>> START Document passage

It is upon this area that David’s son Solomon would erect the temple. This area today, is the location of the Islam mosque known as the Dome of the Rock. However, the day will come, during the time of the Great Tribulation, when the temple will be rebuilt.

Luke 19:5
And when Jesus came to the place, He looked up and saw him, and said to him, “ Zacchaeus, make haste and come down, for today I must stay at your house.”

Zacchaeus was a tax collector. Tax collectors were crooks. Imagine how he must have felt when Jesus wanted to come to his house. I am certain that Zacchaeus’s life was never the same. Jesus came for sinners. He came for you, He came for me. I am so glad He came into my house, into my heart. I am so glad He is there to stay!

Luke 19:20
“Then another came, saying, ‘Master, here is your mina, which I have kept put away in a handkerchief.

We must be careful that we don’t bury the gifts and the talents the Lord has given us. He wants to use those gifts for His glory. In doing so, He multiplies them and we receive the blessing of knowing that He has used us.

2 Samuel 21-22

2 Samuel 21:2
So the king called the Gibeonites and spoke to them. Now the Gibeonites were not of the children of Israel, but of the remnant of the Amorites; the children of Israel had sworn protection to them, but Saul had sought to kill them in his zeal for the children of Israel and Judah.

It is hard to fully understand all of the things that went on in the Old Testament. All of the killing and feuding seems to make no sense at times. But then you get down to the root issue of such things and at the heart of it all, you find that there was disobedience to what the Lord had told them to do. What a stark reminder to us to obey the Lord at all costs.

2 Samuel 21:8
So the king took Armoni and Mephibosheth, the two sons of Rizpah the daughter of Aiah, whom she bore to Saul, and the five sons of Michal the daughter of Saul, whom she brought up for Adriel the son of Barzillai the Meholathite;

This can be a little confusing if we are not careful. This Mephibosheth is not the same as the one in the previous verse. Verse 7 speaks of Jonathan’s son, Saul’s grandson, whom David took care of. This Mephibosheth is Saul’s son.

2 Samuel 21:22
These four were born to the giant in Gath, and fell by the hand of David and by the hand of his servants.

You may remember from the original account of David killing Goliath, and how it says that he took up five stones (1 Samuel 17:40). There are some who speculate, and it is merely speculation, that David took up five stones with the intent of killing Goliath with one stone and his four sons with the other. Of course we have one way of knowing if this was the case, but it is interesting to consider the thought.

>> END Document passage
>> START Available data

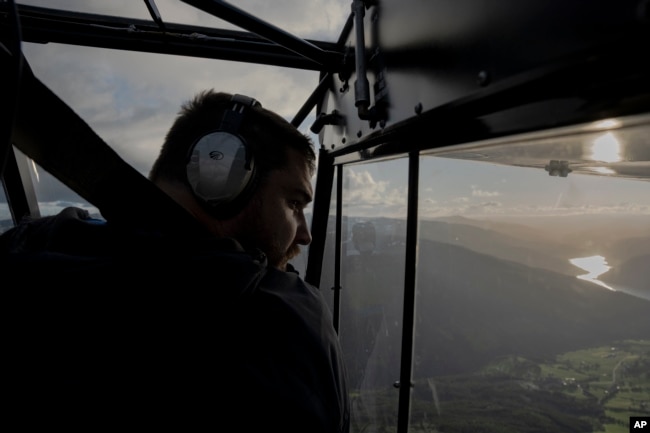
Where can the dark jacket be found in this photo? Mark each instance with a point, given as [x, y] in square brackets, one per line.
[121, 326]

>> END Available data

Goal of the exercise:
Answer these from the Bible devotional notes:
1. What was Zacchaeus's occupation?
2. The Gibeonites were a remnant of which people?
3. Whose son is the Mephibosheth named in 2 Samuel 21:8?

Written response:
1. He was a tax collector.
2. The Amorites.
3. Saul's.